Work to complete
Go through the entries below and print each one exactly.

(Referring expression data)
════════════════

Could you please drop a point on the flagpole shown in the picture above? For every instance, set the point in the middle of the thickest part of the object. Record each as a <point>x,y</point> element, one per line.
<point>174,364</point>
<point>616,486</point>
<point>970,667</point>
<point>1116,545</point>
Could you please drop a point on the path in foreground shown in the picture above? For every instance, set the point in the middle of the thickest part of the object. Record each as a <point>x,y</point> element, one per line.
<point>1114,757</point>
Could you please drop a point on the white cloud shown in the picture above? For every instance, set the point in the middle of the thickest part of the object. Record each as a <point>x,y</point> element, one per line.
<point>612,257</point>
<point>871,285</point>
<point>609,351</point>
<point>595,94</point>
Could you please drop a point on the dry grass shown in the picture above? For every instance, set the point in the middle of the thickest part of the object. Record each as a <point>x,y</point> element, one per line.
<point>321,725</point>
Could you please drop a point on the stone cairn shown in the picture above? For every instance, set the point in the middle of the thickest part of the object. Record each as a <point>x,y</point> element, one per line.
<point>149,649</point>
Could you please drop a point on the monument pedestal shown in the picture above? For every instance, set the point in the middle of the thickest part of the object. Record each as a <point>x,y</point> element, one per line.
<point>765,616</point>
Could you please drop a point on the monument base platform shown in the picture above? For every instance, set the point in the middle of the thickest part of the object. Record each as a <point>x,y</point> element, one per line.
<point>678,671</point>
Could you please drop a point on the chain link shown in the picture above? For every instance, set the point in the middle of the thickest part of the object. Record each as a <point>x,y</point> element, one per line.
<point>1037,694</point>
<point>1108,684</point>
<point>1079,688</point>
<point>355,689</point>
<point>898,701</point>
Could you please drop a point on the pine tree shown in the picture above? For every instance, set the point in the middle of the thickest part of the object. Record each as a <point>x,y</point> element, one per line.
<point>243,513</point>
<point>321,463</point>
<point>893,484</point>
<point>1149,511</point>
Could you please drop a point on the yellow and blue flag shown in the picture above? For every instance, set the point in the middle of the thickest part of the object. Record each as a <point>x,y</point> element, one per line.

════════════════

Solution to the problem
Could you please drop a point on the flagpole shown in the picture above? For every instance, set the point in the middle of the thickest part of the object. Record each as a <point>x,y</point> element, one per line.
<point>174,364</point>
<point>616,486</point>
<point>970,667</point>
<point>1116,545</point>
Could you please drop a point on the path in foreground shown in the picture above? For every instance, set the point in the middle of the thickest part of the object. Record each as a <point>x,y</point> element, one per line.
<point>1114,757</point>
Could you please drop a point on the white cloud shown in the picture above? For every instance, set the point in the middle of the thickest part of the object. Record each as a <point>x,y</point> element, one per line.
<point>612,257</point>
<point>871,285</point>
<point>609,351</point>
<point>595,94</point>
Could you please drop a point on the dry grass shown in the picture above? For every instance, set the point in the middle of the thickest part of the object. Record each as a <point>x,y</point> element, one per line.
<point>321,725</point>
Could you please drop a point on the stone cairn shown in the picture above? For every instance, set the point in the middle of the thickest part of the object. Record each as a <point>x,y</point> element, one per line.
<point>149,649</point>
Could you please drop a point on the monument pedestal shown in the picture above? For every instance, set the point in the middle of the thickest part of the object. Record each as a <point>x,y</point> element, one per line.
<point>765,616</point>
Could you please drop a point on the monument base platform shown in the picture above? For every instance, set the point in the middle of the thickest part of the object. Record each as a <point>x,y</point> element, one per line.
<point>678,671</point>
Could you please drop a point on the chain link shown in the picture above? For every instance, set the point in the middle of the thickest part of the object. Record each as a <point>x,y</point> element, one per line.
<point>1037,694</point>
<point>1108,684</point>
<point>1079,688</point>
<point>355,689</point>
<point>898,701</point>
Could you please drop a point on the pine tree shown in the picture above? For every instance, set the point in the middle of the thickest part of the object. Record each as a <point>x,y</point> element, one per line.
<point>243,513</point>
<point>321,463</point>
<point>893,484</point>
<point>1149,511</point>
Could you please drop a point on the yellow and blue flag shown in the picture above? For every instance, set the point in the middle of the thickest part of the object. Record each as a <point>x,y</point> element, one per line.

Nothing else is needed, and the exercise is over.